__What this task involves__. Copy out the lines of the material that include the string "rock".

__Records for this task__.
________________________________________
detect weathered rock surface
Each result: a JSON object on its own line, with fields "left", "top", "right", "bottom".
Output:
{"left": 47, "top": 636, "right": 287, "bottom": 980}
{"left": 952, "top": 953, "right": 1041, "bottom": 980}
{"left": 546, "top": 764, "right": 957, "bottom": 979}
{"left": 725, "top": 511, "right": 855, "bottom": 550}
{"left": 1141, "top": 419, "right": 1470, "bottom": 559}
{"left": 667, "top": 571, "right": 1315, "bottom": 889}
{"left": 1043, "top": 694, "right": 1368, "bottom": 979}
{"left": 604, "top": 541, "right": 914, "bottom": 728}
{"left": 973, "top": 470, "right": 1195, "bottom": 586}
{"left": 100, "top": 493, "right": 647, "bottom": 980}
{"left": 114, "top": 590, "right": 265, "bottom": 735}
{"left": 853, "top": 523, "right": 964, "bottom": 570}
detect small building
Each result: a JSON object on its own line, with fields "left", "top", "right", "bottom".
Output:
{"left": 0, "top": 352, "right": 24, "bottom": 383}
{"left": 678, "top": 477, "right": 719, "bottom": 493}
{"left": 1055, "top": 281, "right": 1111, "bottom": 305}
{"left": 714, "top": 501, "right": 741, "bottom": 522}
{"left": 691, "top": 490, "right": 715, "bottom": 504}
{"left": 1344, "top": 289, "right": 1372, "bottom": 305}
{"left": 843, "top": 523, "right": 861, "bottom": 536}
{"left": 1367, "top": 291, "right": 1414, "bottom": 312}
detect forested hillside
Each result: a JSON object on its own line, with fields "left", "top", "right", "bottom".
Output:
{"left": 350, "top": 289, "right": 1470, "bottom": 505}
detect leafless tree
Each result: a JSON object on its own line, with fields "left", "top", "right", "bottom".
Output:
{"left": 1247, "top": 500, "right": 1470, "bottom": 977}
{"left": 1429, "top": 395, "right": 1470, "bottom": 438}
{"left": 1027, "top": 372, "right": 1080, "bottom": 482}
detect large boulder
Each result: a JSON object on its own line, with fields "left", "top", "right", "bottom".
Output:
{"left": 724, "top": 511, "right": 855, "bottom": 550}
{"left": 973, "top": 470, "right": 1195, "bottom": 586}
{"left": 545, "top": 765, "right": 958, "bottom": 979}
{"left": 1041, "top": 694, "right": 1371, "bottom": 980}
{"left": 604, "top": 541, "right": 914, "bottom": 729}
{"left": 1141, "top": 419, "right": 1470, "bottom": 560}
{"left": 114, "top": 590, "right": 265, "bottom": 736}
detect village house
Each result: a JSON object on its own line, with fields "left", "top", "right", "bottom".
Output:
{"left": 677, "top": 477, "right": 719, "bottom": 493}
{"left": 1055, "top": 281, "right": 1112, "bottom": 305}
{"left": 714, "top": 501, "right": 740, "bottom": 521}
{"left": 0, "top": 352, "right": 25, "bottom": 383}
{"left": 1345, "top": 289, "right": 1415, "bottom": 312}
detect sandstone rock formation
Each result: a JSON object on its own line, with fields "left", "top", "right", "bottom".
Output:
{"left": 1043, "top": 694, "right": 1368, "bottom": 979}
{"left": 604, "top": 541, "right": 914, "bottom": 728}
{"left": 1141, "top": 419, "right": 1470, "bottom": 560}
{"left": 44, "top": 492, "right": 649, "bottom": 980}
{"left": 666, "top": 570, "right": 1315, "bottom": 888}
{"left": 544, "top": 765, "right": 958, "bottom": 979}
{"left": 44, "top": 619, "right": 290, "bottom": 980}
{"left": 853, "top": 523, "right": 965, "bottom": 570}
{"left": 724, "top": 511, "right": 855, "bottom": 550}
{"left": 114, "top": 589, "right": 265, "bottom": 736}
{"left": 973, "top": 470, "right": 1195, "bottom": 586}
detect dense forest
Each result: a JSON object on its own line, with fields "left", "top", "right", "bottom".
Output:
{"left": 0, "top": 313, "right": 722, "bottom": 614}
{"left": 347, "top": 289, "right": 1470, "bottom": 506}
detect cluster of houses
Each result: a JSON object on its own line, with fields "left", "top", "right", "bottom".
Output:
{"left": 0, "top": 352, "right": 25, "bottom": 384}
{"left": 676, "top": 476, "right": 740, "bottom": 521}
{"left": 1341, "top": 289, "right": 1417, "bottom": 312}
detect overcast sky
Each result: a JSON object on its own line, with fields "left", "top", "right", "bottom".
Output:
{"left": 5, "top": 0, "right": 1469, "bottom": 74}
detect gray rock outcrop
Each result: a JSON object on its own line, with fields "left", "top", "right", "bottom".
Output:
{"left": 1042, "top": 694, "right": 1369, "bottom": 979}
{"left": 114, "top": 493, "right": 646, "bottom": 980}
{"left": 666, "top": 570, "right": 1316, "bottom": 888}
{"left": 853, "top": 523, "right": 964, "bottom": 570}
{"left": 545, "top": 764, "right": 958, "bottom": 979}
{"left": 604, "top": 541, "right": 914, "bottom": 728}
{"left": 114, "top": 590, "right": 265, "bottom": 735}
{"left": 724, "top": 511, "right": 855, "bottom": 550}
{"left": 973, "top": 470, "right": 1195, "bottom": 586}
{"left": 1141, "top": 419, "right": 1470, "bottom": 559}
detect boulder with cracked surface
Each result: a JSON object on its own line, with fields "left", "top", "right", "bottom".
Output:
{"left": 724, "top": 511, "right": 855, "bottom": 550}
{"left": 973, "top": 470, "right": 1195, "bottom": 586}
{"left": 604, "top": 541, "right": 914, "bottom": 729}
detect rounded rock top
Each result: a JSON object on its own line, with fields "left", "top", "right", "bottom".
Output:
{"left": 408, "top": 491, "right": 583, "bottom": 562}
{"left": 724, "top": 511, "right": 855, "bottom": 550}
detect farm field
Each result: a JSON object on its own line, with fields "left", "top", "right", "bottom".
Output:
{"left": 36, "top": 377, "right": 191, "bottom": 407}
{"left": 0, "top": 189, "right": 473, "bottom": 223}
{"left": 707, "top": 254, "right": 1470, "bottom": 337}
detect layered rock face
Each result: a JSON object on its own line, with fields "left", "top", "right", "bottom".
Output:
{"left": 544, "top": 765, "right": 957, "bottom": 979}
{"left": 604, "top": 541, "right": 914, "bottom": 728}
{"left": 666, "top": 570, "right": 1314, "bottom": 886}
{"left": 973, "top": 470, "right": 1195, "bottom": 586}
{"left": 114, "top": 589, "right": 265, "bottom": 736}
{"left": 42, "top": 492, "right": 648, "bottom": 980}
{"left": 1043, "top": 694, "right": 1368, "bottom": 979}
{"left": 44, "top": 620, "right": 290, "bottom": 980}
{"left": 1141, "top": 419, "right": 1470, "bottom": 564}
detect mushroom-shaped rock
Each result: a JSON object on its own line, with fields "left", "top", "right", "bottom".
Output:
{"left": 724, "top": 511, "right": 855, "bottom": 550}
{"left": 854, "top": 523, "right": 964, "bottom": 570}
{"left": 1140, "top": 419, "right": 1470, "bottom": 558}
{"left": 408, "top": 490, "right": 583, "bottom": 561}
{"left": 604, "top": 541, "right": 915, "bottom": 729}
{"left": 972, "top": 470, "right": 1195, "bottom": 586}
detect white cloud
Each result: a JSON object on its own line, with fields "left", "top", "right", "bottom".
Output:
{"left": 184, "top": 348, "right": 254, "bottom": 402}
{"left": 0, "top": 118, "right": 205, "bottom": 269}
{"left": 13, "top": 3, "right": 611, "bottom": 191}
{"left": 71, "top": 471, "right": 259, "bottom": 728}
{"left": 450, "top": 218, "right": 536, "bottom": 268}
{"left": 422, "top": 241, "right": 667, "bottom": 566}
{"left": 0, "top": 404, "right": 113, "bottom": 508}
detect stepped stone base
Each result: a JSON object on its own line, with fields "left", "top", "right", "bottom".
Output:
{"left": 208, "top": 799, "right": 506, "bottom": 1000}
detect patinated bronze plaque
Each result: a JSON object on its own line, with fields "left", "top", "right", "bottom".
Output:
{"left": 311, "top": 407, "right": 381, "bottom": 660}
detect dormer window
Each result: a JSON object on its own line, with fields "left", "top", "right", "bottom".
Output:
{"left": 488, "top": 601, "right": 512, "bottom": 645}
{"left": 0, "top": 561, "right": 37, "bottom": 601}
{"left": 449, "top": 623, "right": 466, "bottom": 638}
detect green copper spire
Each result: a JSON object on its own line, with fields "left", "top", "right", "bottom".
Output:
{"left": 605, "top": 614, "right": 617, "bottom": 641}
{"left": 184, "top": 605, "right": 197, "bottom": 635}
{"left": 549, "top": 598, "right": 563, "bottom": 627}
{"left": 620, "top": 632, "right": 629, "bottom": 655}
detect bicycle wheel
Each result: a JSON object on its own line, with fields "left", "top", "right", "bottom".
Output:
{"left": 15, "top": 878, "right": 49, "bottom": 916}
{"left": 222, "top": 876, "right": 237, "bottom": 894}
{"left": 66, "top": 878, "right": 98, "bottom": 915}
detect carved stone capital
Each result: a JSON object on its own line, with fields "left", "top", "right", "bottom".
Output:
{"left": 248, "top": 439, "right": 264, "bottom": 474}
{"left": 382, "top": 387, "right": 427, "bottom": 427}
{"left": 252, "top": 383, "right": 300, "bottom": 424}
________________________________________
__Expected output__.
detect weathered rock surface
detect sandstone rock formation
detect gray rock outcrop
detect rounded rock top
detect layered rock face
detect mushroom-shaped rock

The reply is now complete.